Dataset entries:
========================================================================

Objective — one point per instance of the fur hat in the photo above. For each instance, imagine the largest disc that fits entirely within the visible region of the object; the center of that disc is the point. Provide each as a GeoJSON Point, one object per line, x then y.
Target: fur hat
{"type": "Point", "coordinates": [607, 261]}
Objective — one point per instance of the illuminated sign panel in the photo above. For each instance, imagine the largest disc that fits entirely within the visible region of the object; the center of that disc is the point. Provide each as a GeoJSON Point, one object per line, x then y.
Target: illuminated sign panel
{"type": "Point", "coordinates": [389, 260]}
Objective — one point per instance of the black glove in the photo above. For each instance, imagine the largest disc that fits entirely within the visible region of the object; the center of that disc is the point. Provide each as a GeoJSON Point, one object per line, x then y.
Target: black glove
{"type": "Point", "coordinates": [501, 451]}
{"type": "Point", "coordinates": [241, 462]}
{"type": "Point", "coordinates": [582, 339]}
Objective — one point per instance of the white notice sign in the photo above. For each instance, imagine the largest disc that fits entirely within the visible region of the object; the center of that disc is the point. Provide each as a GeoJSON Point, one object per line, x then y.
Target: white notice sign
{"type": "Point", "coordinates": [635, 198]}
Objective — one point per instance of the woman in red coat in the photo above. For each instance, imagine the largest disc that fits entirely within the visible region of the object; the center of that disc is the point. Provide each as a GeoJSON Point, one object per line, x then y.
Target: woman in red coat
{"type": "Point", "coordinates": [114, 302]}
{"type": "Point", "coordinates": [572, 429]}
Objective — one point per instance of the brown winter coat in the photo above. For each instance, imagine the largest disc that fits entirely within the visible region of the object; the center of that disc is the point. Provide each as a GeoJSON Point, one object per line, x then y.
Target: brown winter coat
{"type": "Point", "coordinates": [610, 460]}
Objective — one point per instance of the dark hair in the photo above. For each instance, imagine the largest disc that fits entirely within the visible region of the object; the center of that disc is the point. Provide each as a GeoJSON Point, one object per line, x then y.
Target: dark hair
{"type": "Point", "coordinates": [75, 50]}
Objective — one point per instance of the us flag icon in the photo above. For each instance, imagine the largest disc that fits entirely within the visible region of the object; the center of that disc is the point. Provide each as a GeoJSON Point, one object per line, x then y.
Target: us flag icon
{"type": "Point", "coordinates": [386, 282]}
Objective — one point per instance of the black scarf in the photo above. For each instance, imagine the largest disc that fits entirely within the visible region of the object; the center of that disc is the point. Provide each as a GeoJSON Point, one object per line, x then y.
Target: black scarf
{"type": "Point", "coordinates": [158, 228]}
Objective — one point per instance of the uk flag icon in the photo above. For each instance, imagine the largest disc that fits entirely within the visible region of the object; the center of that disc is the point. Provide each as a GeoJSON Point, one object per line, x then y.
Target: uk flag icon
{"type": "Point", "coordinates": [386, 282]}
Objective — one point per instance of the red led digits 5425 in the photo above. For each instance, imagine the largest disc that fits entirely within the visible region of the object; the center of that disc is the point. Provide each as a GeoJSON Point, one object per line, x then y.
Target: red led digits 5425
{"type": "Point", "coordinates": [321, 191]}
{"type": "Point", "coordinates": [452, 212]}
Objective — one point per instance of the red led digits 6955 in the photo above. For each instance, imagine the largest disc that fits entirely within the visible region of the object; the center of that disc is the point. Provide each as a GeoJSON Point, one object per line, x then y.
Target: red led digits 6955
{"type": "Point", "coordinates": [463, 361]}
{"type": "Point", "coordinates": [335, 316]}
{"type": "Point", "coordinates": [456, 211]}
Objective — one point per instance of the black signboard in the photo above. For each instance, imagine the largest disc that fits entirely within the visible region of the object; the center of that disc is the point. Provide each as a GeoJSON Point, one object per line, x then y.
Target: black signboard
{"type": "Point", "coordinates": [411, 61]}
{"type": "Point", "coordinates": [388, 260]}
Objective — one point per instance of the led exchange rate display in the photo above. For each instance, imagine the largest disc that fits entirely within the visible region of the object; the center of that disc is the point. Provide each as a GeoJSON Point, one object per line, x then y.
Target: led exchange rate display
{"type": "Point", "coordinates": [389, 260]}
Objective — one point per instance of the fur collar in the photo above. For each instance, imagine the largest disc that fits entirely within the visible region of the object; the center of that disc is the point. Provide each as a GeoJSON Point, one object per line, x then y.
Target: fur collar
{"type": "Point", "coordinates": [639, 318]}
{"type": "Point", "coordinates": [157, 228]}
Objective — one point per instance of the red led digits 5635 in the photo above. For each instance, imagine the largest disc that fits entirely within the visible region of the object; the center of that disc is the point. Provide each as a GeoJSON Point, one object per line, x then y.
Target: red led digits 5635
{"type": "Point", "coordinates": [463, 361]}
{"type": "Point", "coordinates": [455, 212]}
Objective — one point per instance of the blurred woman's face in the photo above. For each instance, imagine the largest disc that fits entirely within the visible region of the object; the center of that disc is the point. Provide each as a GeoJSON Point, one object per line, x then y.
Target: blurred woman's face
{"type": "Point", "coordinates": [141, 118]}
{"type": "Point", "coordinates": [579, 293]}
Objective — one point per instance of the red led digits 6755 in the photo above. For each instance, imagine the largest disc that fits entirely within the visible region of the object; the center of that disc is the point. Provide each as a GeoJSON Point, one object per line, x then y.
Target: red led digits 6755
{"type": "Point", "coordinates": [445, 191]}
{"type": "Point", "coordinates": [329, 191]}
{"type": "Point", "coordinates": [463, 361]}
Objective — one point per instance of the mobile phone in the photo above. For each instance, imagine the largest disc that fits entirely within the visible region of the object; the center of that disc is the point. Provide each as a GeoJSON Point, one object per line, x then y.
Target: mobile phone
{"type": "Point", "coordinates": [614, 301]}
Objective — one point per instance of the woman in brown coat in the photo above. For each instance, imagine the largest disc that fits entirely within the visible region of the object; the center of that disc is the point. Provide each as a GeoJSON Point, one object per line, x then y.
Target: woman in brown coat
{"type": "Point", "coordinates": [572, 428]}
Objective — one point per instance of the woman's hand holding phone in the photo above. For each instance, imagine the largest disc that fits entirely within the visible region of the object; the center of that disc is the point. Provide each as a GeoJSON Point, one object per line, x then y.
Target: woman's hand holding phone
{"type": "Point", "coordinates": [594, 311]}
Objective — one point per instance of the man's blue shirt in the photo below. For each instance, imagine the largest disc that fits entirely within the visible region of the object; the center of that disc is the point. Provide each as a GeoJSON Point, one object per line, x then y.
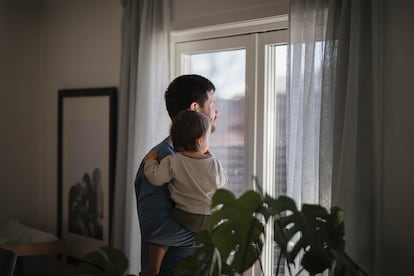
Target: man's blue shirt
{"type": "Point", "coordinates": [157, 226]}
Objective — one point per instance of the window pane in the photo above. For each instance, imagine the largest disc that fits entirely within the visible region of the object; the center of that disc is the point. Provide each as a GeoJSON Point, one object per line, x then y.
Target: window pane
{"type": "Point", "coordinates": [275, 74]}
{"type": "Point", "coordinates": [226, 69]}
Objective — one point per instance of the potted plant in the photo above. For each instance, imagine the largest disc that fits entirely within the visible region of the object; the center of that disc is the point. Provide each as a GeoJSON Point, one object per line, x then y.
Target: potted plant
{"type": "Point", "coordinates": [234, 240]}
{"type": "Point", "coordinates": [107, 261]}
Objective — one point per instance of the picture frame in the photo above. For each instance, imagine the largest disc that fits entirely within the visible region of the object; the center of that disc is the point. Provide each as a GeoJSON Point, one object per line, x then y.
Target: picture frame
{"type": "Point", "coordinates": [86, 168]}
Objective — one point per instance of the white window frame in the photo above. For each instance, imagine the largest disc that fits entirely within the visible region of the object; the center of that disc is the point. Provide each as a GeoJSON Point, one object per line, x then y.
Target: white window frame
{"type": "Point", "coordinates": [252, 35]}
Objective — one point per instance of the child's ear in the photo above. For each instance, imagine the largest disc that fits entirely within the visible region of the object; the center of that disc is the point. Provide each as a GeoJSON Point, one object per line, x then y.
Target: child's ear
{"type": "Point", "coordinates": [195, 106]}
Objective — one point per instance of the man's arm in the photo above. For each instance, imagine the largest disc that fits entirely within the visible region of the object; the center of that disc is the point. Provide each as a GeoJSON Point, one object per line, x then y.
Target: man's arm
{"type": "Point", "coordinates": [154, 206]}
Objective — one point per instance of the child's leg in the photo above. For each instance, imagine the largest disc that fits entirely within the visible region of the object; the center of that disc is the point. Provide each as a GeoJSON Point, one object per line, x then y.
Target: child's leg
{"type": "Point", "coordinates": [156, 255]}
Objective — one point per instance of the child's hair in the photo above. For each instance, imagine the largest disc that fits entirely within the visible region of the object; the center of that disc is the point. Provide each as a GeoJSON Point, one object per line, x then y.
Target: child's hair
{"type": "Point", "coordinates": [186, 128]}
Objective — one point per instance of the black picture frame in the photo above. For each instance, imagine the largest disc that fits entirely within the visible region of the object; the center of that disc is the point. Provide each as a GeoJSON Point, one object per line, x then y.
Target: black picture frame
{"type": "Point", "coordinates": [86, 168]}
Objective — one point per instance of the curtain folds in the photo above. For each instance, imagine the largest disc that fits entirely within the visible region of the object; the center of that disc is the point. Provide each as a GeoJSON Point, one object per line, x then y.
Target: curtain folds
{"type": "Point", "coordinates": [144, 77]}
{"type": "Point", "coordinates": [334, 115]}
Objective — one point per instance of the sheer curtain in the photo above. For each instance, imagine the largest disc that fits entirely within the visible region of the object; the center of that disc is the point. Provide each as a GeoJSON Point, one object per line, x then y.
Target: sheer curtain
{"type": "Point", "coordinates": [334, 115]}
{"type": "Point", "coordinates": [142, 115]}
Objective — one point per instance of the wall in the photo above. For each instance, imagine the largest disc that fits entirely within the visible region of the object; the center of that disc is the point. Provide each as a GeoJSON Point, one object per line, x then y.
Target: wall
{"type": "Point", "coordinates": [20, 92]}
{"type": "Point", "coordinates": [49, 46]}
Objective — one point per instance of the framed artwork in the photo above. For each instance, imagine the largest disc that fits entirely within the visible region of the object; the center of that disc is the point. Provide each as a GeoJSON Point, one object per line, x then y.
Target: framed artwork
{"type": "Point", "coordinates": [86, 167]}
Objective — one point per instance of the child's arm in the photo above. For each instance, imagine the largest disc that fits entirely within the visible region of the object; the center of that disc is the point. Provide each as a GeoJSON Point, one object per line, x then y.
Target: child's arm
{"type": "Point", "coordinates": [151, 155]}
{"type": "Point", "coordinates": [157, 173]}
{"type": "Point", "coordinates": [156, 255]}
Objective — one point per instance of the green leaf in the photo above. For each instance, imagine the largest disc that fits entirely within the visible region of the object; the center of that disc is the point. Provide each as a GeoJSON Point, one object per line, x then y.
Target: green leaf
{"type": "Point", "coordinates": [107, 261]}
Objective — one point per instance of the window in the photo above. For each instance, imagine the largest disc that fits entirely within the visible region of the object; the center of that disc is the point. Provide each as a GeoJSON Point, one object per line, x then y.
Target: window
{"type": "Point", "coordinates": [249, 72]}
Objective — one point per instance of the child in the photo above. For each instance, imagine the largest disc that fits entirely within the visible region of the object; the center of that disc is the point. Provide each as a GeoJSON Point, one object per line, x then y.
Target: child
{"type": "Point", "coordinates": [195, 175]}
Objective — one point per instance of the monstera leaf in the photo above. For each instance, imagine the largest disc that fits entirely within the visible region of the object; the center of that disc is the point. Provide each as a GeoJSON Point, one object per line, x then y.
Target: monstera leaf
{"type": "Point", "coordinates": [107, 261]}
{"type": "Point", "coordinates": [315, 233]}
{"type": "Point", "coordinates": [233, 243]}
{"type": "Point", "coordinates": [235, 238]}
{"type": "Point", "coordinates": [238, 227]}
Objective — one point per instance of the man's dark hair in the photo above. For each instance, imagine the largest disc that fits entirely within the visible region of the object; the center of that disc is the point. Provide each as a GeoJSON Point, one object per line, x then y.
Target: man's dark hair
{"type": "Point", "coordinates": [185, 90]}
{"type": "Point", "coordinates": [186, 128]}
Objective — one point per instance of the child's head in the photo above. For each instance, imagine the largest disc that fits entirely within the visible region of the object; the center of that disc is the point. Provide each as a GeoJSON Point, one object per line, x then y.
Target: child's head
{"type": "Point", "coordinates": [190, 130]}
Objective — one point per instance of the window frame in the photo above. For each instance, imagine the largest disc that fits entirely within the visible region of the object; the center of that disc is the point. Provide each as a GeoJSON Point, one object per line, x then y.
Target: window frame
{"type": "Point", "coordinates": [252, 35]}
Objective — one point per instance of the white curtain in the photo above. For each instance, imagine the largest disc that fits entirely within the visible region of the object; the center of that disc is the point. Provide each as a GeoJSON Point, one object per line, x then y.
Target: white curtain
{"type": "Point", "coordinates": [142, 117]}
{"type": "Point", "coordinates": [334, 115]}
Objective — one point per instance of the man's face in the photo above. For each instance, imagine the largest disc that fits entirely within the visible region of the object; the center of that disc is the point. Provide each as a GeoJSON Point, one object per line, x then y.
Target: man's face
{"type": "Point", "coordinates": [209, 109]}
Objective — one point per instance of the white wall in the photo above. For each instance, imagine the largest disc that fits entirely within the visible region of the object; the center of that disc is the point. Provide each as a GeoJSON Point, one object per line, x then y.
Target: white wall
{"type": "Point", "coordinates": [20, 92]}
{"type": "Point", "coordinates": [60, 44]}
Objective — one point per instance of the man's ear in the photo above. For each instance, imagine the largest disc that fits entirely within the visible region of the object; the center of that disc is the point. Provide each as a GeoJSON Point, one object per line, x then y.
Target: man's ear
{"type": "Point", "coordinates": [195, 106]}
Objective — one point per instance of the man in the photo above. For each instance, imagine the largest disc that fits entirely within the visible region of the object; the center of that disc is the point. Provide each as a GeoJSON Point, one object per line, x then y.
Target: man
{"type": "Point", "coordinates": [154, 203]}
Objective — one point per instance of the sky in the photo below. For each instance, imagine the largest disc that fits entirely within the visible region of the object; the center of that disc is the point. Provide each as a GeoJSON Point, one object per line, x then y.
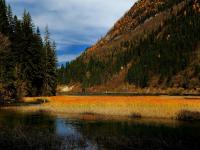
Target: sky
{"type": "Point", "coordinates": [73, 24]}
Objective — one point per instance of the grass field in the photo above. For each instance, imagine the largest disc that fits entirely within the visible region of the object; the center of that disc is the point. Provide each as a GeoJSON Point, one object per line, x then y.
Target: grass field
{"type": "Point", "coordinates": [136, 106]}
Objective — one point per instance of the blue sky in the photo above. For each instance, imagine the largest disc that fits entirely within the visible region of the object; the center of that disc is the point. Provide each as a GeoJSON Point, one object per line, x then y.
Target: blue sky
{"type": "Point", "coordinates": [74, 24]}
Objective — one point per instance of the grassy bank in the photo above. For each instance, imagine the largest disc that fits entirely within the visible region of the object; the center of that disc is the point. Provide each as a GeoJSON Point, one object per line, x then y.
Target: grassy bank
{"type": "Point", "coordinates": [136, 106]}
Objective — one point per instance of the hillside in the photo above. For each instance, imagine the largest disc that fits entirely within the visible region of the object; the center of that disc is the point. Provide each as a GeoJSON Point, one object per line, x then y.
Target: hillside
{"type": "Point", "coordinates": [154, 46]}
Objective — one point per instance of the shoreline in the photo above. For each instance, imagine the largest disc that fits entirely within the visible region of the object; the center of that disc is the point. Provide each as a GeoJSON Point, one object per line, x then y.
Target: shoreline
{"type": "Point", "coordinates": [163, 107]}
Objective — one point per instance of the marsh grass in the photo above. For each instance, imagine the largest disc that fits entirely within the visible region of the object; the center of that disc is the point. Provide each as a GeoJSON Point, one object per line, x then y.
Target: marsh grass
{"type": "Point", "coordinates": [167, 107]}
{"type": "Point", "coordinates": [185, 115]}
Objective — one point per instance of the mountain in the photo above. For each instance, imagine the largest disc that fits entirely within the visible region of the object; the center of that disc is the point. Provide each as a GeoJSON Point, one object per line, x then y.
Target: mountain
{"type": "Point", "coordinates": [155, 46]}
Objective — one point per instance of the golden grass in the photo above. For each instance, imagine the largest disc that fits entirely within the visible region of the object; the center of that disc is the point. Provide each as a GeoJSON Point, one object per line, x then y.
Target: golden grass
{"type": "Point", "coordinates": [146, 106]}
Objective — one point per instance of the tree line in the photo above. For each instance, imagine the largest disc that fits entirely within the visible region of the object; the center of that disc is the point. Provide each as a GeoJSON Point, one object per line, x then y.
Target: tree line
{"type": "Point", "coordinates": [27, 61]}
{"type": "Point", "coordinates": [164, 52]}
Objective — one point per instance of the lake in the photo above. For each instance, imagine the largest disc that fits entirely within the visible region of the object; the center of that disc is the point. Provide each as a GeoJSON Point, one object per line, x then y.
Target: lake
{"type": "Point", "coordinates": [40, 130]}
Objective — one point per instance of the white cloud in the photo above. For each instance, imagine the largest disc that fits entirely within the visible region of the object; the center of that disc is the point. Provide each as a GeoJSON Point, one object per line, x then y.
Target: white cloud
{"type": "Point", "coordinates": [74, 21]}
{"type": "Point", "coordinates": [66, 57]}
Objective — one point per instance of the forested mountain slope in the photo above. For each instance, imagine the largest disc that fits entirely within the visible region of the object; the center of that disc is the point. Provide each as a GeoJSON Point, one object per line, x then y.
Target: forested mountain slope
{"type": "Point", "coordinates": [27, 62]}
{"type": "Point", "coordinates": [155, 44]}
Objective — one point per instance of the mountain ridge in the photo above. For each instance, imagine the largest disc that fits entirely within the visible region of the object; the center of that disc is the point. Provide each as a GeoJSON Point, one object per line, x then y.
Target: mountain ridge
{"type": "Point", "coordinates": [141, 51]}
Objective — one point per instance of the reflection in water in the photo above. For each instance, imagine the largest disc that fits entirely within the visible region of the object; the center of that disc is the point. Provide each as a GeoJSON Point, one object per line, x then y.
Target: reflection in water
{"type": "Point", "coordinates": [41, 131]}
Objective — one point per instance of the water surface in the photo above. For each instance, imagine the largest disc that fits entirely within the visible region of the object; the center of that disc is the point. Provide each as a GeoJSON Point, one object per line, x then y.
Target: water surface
{"type": "Point", "coordinates": [43, 131]}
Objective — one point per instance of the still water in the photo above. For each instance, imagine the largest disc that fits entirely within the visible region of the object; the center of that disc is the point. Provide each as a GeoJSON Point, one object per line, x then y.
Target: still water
{"type": "Point", "coordinates": [38, 131]}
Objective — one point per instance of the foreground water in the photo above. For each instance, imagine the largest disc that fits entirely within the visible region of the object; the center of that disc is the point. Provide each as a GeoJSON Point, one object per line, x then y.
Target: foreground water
{"type": "Point", "coordinates": [42, 131]}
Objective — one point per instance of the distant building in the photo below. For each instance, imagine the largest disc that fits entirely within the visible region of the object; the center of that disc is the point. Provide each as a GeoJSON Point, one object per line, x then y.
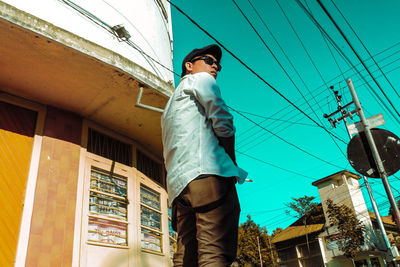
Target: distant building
{"type": "Point", "coordinates": [82, 180]}
{"type": "Point", "coordinates": [341, 188]}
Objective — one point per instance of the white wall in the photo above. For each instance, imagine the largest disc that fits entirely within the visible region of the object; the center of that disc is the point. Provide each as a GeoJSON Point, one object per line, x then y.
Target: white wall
{"type": "Point", "coordinates": [149, 29]}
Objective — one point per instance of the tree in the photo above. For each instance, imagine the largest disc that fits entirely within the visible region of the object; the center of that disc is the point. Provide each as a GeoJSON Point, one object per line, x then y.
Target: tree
{"type": "Point", "coordinates": [351, 230]}
{"type": "Point", "coordinates": [302, 208]}
{"type": "Point", "coordinates": [247, 254]}
{"type": "Point", "coordinates": [391, 211]}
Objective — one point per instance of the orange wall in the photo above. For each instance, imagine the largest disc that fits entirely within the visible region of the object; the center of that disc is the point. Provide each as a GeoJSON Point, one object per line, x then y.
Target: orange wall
{"type": "Point", "coordinates": [17, 127]}
{"type": "Point", "coordinates": [52, 228]}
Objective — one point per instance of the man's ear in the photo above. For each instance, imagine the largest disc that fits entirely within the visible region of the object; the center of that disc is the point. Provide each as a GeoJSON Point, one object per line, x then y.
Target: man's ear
{"type": "Point", "coordinates": [189, 67]}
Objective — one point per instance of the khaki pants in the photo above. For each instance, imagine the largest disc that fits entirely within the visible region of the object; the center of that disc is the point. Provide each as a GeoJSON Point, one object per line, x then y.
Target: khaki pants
{"type": "Point", "coordinates": [207, 237]}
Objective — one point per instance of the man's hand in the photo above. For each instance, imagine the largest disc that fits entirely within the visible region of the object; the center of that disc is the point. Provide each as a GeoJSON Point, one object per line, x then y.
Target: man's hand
{"type": "Point", "coordinates": [228, 143]}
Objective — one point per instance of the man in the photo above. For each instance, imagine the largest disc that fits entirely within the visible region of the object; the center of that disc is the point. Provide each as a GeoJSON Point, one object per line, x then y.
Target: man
{"type": "Point", "coordinates": [198, 138]}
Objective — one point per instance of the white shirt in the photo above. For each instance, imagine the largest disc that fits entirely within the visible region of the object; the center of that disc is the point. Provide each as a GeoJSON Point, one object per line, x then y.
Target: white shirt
{"type": "Point", "coordinates": [193, 118]}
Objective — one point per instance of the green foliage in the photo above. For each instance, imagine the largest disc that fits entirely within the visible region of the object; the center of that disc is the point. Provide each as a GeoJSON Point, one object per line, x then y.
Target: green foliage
{"type": "Point", "coordinates": [247, 254]}
{"type": "Point", "coordinates": [301, 207]}
{"type": "Point", "coordinates": [391, 210]}
{"type": "Point", "coordinates": [350, 228]}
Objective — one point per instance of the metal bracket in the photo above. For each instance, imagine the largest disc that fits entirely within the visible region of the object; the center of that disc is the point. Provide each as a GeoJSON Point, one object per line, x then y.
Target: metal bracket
{"type": "Point", "coordinates": [138, 104]}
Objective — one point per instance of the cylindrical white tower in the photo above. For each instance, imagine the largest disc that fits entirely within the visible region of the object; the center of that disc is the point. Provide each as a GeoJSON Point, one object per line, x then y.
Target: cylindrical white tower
{"type": "Point", "coordinates": [148, 22]}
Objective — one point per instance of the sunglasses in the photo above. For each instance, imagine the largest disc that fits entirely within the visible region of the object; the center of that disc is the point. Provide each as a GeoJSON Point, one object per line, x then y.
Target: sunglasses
{"type": "Point", "coordinates": [208, 60]}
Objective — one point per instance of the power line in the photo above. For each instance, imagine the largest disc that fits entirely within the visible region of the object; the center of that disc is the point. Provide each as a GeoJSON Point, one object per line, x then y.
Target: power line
{"type": "Point", "coordinates": [275, 166]}
{"type": "Point", "coordinates": [250, 69]}
{"type": "Point", "coordinates": [287, 74]}
{"type": "Point", "coordinates": [366, 49]}
{"type": "Point", "coordinates": [345, 57]}
{"type": "Point", "coordinates": [287, 142]}
{"type": "Point", "coordinates": [357, 55]}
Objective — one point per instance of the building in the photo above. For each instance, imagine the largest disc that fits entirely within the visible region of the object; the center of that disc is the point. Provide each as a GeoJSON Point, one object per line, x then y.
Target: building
{"type": "Point", "coordinates": [82, 180]}
{"type": "Point", "coordinates": [341, 188]}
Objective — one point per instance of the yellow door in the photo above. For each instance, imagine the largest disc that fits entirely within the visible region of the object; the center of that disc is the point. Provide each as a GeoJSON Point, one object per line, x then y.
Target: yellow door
{"type": "Point", "coordinates": [17, 127]}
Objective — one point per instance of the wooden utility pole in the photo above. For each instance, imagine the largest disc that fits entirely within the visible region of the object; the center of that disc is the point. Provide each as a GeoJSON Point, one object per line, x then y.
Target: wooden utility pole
{"type": "Point", "coordinates": [259, 251]}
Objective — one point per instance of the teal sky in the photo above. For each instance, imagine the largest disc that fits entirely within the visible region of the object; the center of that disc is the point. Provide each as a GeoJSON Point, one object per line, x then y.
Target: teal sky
{"type": "Point", "coordinates": [376, 23]}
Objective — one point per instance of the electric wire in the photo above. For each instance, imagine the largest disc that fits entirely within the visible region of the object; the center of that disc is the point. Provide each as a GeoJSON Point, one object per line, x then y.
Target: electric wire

========================================================================

_EXERCISE PROMPT_
Convert the data from the line containing "Objective — one point per instance of the metal" through the line containing "Target: metal bracket" into a Markdown table with the columns No. and Text, giving a row number and one line per row and leaving out blank lines.

_ANSWER BELOW_
| No. | Text |
|---|---|
| 1 | Objective — one point per instance of the metal bracket in the photo above. For each instance, imagine the largest disc that fits entirely within the visible region of the object; the center of that disc is the point. Provide each as a GeoJSON Point, one object per line, x then y. |
| 2 | Target: metal bracket |